- **Work to complete**: Write the lines below as a numbered list, skipping any blank lines. Leave the pictures out of your list.

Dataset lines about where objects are
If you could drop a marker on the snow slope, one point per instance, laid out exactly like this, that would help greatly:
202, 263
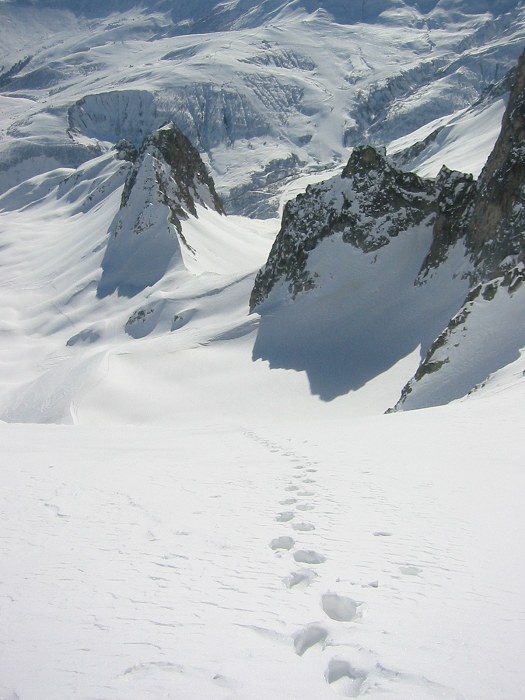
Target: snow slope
376, 557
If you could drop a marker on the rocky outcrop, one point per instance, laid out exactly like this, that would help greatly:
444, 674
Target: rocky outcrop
166, 182
498, 219
495, 238
370, 203
476, 233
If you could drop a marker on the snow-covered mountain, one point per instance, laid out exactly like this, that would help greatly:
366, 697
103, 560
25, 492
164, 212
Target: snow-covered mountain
220, 507
132, 242
368, 265
281, 83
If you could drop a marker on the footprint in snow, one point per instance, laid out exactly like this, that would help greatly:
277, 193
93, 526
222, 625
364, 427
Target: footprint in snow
308, 637
340, 608
344, 678
285, 517
308, 556
300, 579
303, 527
283, 542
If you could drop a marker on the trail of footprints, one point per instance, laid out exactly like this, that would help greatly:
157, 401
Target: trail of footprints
347, 678
340, 673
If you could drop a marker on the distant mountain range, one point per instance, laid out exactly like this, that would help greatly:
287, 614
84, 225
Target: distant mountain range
128, 130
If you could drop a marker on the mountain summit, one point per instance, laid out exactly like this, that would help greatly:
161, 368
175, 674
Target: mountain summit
164, 186
368, 265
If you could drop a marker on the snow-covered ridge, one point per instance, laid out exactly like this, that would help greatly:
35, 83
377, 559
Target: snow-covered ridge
165, 184
261, 105
474, 232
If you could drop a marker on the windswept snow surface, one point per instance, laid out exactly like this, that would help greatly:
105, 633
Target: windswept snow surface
376, 557
266, 92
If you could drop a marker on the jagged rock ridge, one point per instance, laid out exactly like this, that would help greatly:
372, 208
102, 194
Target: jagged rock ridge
166, 182
476, 233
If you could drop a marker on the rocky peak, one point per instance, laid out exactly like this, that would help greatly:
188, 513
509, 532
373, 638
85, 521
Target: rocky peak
166, 182
498, 218
370, 203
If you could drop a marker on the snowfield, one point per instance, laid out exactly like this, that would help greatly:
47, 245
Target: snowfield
376, 557
200, 503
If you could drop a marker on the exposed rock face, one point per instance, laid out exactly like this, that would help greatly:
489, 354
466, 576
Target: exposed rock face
498, 216
495, 238
165, 183
476, 233
371, 203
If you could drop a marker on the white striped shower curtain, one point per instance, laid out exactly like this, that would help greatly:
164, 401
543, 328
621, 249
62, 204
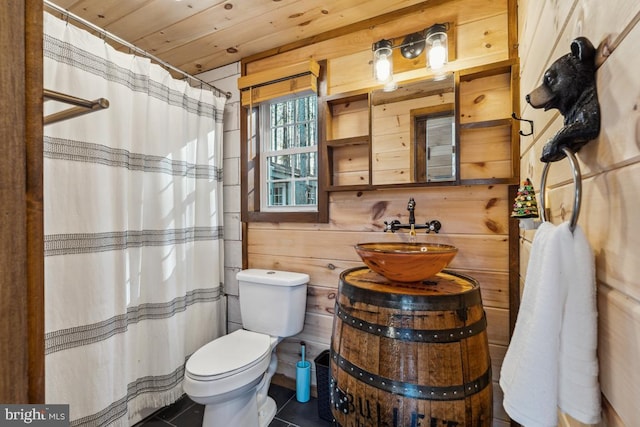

- **Problem solution**:
1. If you could drop a marker on the snow slope, one point per instance, laid out exactly like this, that would help greatly:
2. 202, 263
3. Target: snow slope
4. 376, 557
5. If you could drop a marker on the rocky outcrop, one point per instance, laid out exactly like this, that would help greatly:
6. 444, 674
7. Target: rocky outcrop
8. 166, 182
9. 498, 219
10. 495, 238
11. 370, 203
12. 476, 233
13. If you could drop a marker on the snow-covered mountain, one point per instance, laid out exactly like this, that would help greatly:
14. 366, 697
15. 103, 560
16. 25, 492
17. 164, 212
18. Target: snow-covered mountain
19. 220, 507
20. 132, 242
21. 368, 265
22. 281, 83
23. If you could drop a marker on the footprint in snow, one point per instance, laid out exactly like this, that would help greatly:
24. 277, 193
25. 93, 526
26. 222, 625
27. 364, 427
28. Target: footprint in snow
29. 308, 637
30. 340, 608
31. 344, 678
32. 285, 517
33. 308, 556
34. 300, 579
35. 303, 527
36. 283, 542
37. If you could drop a marker on the trail of footprints, one point per instance, laid out exactly like this, that would help greatly:
38. 157, 401
39. Target: trail of footprints
40. 347, 678
41. 340, 673
42. If you could drop a marker on the distant mountain range, one point per instance, laid out exactly like this, that would help greatly:
43. 287, 614
44. 84, 225
45. Target: distant mountain range
46. 128, 130
47. If you could drop a marker on the mountain summit, one point per instance, laid out exactly like this, that would help greatly:
48. 161, 368
49. 175, 674
50. Target: mountain summit
51. 164, 186
52. 368, 265
53. If you could drop a marker on the snow-covered ridge, one point per instance, laid out exactly like this, that would help greatly:
54. 35, 83
55. 377, 559
56. Target: snow-covered ridge
57. 165, 184
58. 261, 105
59. 474, 232
60. If you could drop a marker on the windswept snow surface, one point per instance, laid out exactly like this, that would help greatly:
61. 105, 633
62. Target: windswept snow surface
63. 376, 557
64. 266, 92
65. If you could drop a marker on the jagged rock ridge, one point per instance, laid out exactly like this, that would help greatly:
66. 372, 208
67. 102, 194
68. Target: jagged rock ridge
69. 166, 182
70. 476, 233
71. If you could drop a marker on the rocky peak, one point per instance, laid out exactly like this, that would help greatly:
72. 188, 513
73. 509, 532
74. 373, 638
75. 85, 521
76. Target: rocky peak
77. 166, 182
78. 498, 218
79. 370, 203
80. If you could drop a marker on the snowfield, one point per instance, laid out exactly like this, that would help greatly:
81. 47, 245
82. Target: snowfield
83. 376, 557
84. 200, 503
85. If you could drop a marker on the exposed rock face, one point per instance, laid out exactly like this, that would help greatly:
86. 489, 354
87. 466, 576
88. Target: exposed rock face
89. 498, 216
90. 495, 238
91. 165, 183
92. 476, 233
93. 371, 203
94. If you could drop a marker on the white striped shower curtain, one point per instance, laid out exactly like this, that would help greatly:
95. 164, 401
96. 543, 328
97. 621, 249
98. 62, 204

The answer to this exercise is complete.